• [Given information]
%%

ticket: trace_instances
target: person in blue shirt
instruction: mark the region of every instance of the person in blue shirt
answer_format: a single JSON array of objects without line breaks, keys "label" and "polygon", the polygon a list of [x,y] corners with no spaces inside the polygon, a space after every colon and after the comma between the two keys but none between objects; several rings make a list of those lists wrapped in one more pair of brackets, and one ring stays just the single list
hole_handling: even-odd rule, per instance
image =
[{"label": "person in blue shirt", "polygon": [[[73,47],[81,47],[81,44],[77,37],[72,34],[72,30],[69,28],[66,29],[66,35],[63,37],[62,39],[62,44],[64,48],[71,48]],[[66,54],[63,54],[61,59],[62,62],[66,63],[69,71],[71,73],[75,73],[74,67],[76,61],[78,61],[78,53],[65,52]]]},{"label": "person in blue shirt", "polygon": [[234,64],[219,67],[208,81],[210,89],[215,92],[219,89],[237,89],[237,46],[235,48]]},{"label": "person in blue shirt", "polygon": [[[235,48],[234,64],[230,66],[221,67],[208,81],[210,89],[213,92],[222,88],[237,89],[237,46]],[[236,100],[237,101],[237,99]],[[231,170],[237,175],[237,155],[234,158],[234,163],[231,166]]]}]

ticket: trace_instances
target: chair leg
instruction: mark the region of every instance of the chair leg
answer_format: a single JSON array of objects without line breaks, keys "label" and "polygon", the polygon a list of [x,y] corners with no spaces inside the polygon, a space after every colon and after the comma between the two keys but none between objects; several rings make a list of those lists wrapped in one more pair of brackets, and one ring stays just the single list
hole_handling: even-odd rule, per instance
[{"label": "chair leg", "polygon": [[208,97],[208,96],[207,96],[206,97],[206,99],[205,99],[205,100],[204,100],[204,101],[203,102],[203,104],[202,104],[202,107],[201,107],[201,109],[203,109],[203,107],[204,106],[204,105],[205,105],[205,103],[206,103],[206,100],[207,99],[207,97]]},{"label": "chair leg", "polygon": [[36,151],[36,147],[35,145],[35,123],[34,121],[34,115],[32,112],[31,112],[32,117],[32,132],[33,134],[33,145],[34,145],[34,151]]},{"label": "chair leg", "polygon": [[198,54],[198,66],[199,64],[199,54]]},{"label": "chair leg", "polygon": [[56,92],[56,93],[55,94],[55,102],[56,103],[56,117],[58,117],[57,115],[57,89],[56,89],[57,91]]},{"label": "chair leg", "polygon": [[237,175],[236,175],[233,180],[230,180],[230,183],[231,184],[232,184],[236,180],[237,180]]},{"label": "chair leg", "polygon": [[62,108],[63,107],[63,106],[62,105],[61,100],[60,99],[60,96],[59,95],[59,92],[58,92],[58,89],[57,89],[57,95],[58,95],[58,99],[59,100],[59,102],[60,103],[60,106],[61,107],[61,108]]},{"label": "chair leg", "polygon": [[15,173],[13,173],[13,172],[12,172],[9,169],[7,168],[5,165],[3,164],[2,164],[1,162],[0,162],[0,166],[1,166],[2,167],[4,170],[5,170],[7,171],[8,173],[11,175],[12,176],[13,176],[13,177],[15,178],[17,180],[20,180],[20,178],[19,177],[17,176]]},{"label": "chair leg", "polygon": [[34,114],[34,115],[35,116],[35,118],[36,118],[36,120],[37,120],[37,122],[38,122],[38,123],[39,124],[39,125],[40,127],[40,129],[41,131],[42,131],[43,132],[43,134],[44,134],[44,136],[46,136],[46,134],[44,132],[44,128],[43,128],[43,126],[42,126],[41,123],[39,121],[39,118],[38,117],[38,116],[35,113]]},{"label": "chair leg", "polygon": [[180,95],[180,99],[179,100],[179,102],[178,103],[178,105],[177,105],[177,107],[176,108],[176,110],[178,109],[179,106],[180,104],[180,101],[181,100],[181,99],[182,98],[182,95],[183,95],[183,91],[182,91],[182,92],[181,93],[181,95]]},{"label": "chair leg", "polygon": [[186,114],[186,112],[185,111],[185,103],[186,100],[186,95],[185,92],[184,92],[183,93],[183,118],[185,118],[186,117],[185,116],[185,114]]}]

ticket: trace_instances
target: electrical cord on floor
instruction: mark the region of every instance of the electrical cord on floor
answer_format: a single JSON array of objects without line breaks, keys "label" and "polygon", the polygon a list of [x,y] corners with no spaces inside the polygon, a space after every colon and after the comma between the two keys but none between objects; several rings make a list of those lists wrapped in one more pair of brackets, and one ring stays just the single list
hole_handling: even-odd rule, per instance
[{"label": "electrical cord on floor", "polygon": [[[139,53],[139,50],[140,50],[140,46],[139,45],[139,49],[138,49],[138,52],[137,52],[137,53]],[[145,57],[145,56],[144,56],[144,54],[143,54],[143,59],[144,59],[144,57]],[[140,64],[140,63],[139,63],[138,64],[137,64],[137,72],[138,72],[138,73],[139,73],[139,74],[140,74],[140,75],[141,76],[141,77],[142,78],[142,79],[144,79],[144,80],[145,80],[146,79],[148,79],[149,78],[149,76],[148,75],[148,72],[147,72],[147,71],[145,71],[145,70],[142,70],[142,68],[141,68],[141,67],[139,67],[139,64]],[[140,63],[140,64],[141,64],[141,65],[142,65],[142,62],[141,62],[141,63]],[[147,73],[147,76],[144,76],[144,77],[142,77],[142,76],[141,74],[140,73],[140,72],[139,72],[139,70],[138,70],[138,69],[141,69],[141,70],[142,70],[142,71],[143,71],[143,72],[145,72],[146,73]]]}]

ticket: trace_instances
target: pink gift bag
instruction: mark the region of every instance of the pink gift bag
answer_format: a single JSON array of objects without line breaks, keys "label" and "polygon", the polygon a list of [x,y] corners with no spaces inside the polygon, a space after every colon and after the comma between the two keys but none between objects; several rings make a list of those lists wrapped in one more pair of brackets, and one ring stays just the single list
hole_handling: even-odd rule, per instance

%%

• [What the task requires] Render the listing above as a JSON list of strings, one string per line, with blank lines left out.

• [Task output]
[
  "ticket: trace_instances",
  "target: person in blue shirt",
  "instruction: mark the region of every instance of the person in blue shirt",
  "answer_format: a single JSON array of objects without line breaks, keys \"label\" and \"polygon\", the polygon a list of [x,y] corners with no spaces inside the polygon, a space after every colon and after the comma between the two keys but none between objects; several rings make a list of those lists wrapped in one more pair of brackets, and one ring stays just the single list",
  "hole_handling: even-odd rule, per instance",
  "image =",
  "[{\"label\": \"person in blue shirt\", \"polygon\": [[[73,47],[81,47],[81,44],[77,37],[72,34],[72,30],[69,28],[66,29],[66,35],[63,37],[62,39],[62,44],[64,48],[71,48]],[[66,54],[63,54],[61,59],[62,62],[66,63],[69,71],[71,73],[75,73],[74,67],[76,61],[78,61],[78,53],[65,52]]]},{\"label\": \"person in blue shirt\", \"polygon\": [[234,64],[219,67],[208,81],[210,89],[215,92],[219,89],[237,89],[237,46],[235,48]]},{\"label\": \"person in blue shirt\", \"polygon\": [[[235,48],[234,64],[230,66],[221,67],[208,81],[210,89],[213,92],[222,88],[237,89],[237,46]],[[236,100],[237,101],[237,99]],[[231,170],[237,175],[237,155],[234,158],[234,163],[231,166]]]}]",
  "ticket: trace_instances",
  "target: chair leg",
  "instruction: mark the region of every instance of the chair leg",
  "answer_format: a single JSON array of objects without line breaks, keys \"label\" and \"polygon\", the polygon a list of [x,y] corners with no spaces inside the polygon, a space after every colon and after the comma between the two keys but none between objects; several rings make a list of those lists wrapped in one more pair of brackets, and one ring stays just the single list",
  "hole_handling: even-odd rule, per instance",
  "[{\"label\": \"chair leg\", \"polygon\": [[208,97],[208,96],[207,96],[206,97],[206,99],[205,99],[205,100],[204,100],[204,101],[203,102],[203,104],[202,104],[202,107],[201,107],[201,109],[203,109],[203,107],[204,106],[204,105],[205,105],[205,103],[206,103],[206,100],[207,99],[207,97]]},{\"label\": \"chair leg\", \"polygon\": [[36,151],[36,147],[35,145],[35,123],[34,121],[34,115],[32,112],[31,112],[32,117],[32,132],[33,134],[33,145],[34,145],[34,151]]},{\"label\": \"chair leg\", \"polygon\": [[198,54],[198,66],[199,64],[199,54]]},{\"label\": \"chair leg\", \"polygon\": [[56,92],[56,93],[55,94],[55,102],[56,103],[56,117],[58,117],[57,115],[57,89],[56,89],[57,91]]},{\"label\": \"chair leg\", \"polygon\": [[237,175],[236,175],[233,180],[230,180],[230,183],[231,184],[232,184],[236,180],[237,180]]},{\"label\": \"chair leg\", \"polygon\": [[62,108],[63,107],[63,106],[62,105],[61,100],[60,99],[60,96],[59,95],[59,92],[58,92],[58,89],[57,89],[57,95],[58,95],[58,99],[59,100],[59,102],[60,103],[60,106],[61,107],[61,108]]},{\"label\": \"chair leg\", \"polygon\": [[15,173],[13,173],[13,172],[12,172],[9,169],[7,168],[5,165],[3,164],[2,164],[1,162],[0,162],[0,166],[1,166],[2,167],[4,170],[5,170],[7,171],[8,173],[11,175],[12,176],[13,176],[13,177],[15,178],[17,180],[20,180],[20,178],[19,177],[17,176]]},{\"label\": \"chair leg\", \"polygon\": [[34,114],[34,115],[35,116],[35,118],[36,118],[36,120],[37,120],[37,122],[38,122],[38,123],[39,124],[39,125],[40,127],[40,129],[41,131],[42,131],[43,132],[43,134],[44,134],[44,136],[46,136],[46,134],[44,132],[44,128],[43,128],[43,126],[42,126],[41,123],[39,121],[39,118],[38,117],[38,116],[35,113]]},{\"label\": \"chair leg\", \"polygon\": [[180,95],[180,99],[179,100],[179,102],[178,103],[178,105],[177,105],[177,107],[176,108],[176,110],[178,109],[179,106],[180,104],[180,101],[181,100],[181,99],[182,98],[182,95],[183,95],[183,91],[182,91],[182,92],[181,93],[181,95]]},{\"label\": \"chair leg\", \"polygon\": [[186,114],[186,112],[185,111],[185,103],[186,100],[186,95],[185,92],[184,92],[183,93],[183,118],[185,118],[186,117],[185,116],[185,114]]}]",
  "ticket: trace_instances",
  "target: electrical cord on floor",
  "instruction: mark the region of every instance of the electrical cord on floor",
  "answer_format: a single JSON array of objects without line breaks, keys \"label\" and \"polygon\", the polygon a list of [x,y] corners with no spaces inside the polygon, a space after every colon and after the comma between the two keys but none between objects; several rings make a list of those lists wrapped in one more pair of brackets, and one ring stays just the single list",
  "hole_handling: even-odd rule, per instance",
  "[{\"label\": \"electrical cord on floor\", \"polygon\": [[[139,53],[139,50],[140,50],[140,46],[139,45],[139,49],[138,49],[138,52],[137,52],[137,53]],[[145,57],[145,56],[144,56],[144,54],[143,54],[143,59],[144,59],[144,57]],[[140,64],[140,63],[139,63],[138,64],[137,64],[137,72],[138,72],[138,73],[139,73],[139,74],[140,74],[140,75],[141,76],[141,77],[142,78],[142,79],[144,79],[144,80],[145,80],[146,79],[148,79],[149,78],[149,76],[148,75],[148,72],[147,72],[147,71],[145,71],[145,70],[142,70],[142,68],[141,68],[141,67],[139,67],[139,64]],[[140,63],[140,64],[141,64],[141,65],[142,65],[142,62],[141,62],[141,63]],[[147,73],[147,76],[144,76],[144,77],[142,77],[142,76],[141,74],[140,73],[140,72],[139,72],[139,70],[138,70],[138,69],[141,69],[141,70],[142,70],[142,71],[143,71],[143,72],[145,72],[146,73]]]}]",
  "ticket: trace_instances",
  "target: pink gift bag",
  "instruction: mark the region of every instance of the pink gift bag",
  "answer_format: a single JSON array of objects without line breaks, keys \"label\" and \"polygon\", the polygon a list of [x,y] corners with no spaces inside the polygon, a space after every colon and after the comma between the two keys but none between objects; several rings make a list of those lists wrapped in one more pair of brackets, and one ring stays just the single list",
  "hole_handling: even-odd rule, per instance"
]